# DOCUMENT EXCERPT
········

Spring Semester 2019

# Exploding Gradient problem

In this notebook we will discuss the problem of exploding gradients when using the ReLU activation function, with the help of the fashion MNIST (Zalando) dataset. I will skip the data preparation discussion (check the other notebooks in this folder) and will concentrate on the problem itself.

# Load of the data

Information can be found here

https://www.kaggle.com/zalando-research/fashionmnist/data

Note that this notebook expect the files to be in this folder.

**Context**
Fashion-MNIST is a dataset of Zalando's article images—consisting of a training set of 60,000 examples and a test set of 10,000 examples. Each example is a 28x28 grayscale image, associated with a label from 10 classes. Zalando intends Fashion-MNIST to serve as a direct drop-in replacement for the original MNIST dataset for benchmarking machine learning algorithms. It shares the same image size and structure of training and testing splits.

········

# GOAL
Reproduce the passage of the exploding gradients notebook that begins at the words "In this notebook" and stops after the words "the problem itself.". The records play no part here.

# ENTRIES SHOWN
········

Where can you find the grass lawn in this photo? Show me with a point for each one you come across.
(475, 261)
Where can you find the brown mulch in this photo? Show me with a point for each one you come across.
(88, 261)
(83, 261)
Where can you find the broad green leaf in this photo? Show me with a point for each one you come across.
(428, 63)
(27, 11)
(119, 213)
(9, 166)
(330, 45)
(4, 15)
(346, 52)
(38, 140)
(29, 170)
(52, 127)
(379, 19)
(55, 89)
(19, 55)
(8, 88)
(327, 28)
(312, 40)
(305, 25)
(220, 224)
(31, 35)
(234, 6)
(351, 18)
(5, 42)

········

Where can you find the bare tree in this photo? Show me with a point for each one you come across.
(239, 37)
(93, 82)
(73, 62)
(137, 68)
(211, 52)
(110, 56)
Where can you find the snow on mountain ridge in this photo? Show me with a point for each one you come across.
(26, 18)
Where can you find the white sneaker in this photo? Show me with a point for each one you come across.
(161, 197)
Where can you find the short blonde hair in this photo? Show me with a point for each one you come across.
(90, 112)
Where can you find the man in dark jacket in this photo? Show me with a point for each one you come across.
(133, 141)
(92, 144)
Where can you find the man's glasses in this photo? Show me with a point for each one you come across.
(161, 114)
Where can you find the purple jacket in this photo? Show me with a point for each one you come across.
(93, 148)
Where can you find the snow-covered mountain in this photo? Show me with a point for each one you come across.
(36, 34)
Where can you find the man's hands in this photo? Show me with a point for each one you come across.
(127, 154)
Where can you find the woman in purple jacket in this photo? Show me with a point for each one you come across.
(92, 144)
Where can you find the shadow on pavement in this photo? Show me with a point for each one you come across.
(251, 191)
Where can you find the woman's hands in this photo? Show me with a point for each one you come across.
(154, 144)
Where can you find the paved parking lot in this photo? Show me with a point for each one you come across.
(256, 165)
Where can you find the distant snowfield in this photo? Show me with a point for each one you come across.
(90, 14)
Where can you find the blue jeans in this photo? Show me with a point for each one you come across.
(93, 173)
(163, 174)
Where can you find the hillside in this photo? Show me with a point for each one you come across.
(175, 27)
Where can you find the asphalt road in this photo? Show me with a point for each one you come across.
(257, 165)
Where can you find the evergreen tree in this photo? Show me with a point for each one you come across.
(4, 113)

········

# SOLVED EXERCISE
In this notebook we will discuss the problem of exploding gradients when using the ReLU activation function, with the help of the fashion MNIST (Zalando) dataset. I will skip the data preparation discussion (check the other notebooks in this folder) and will concentrate on the problem itself.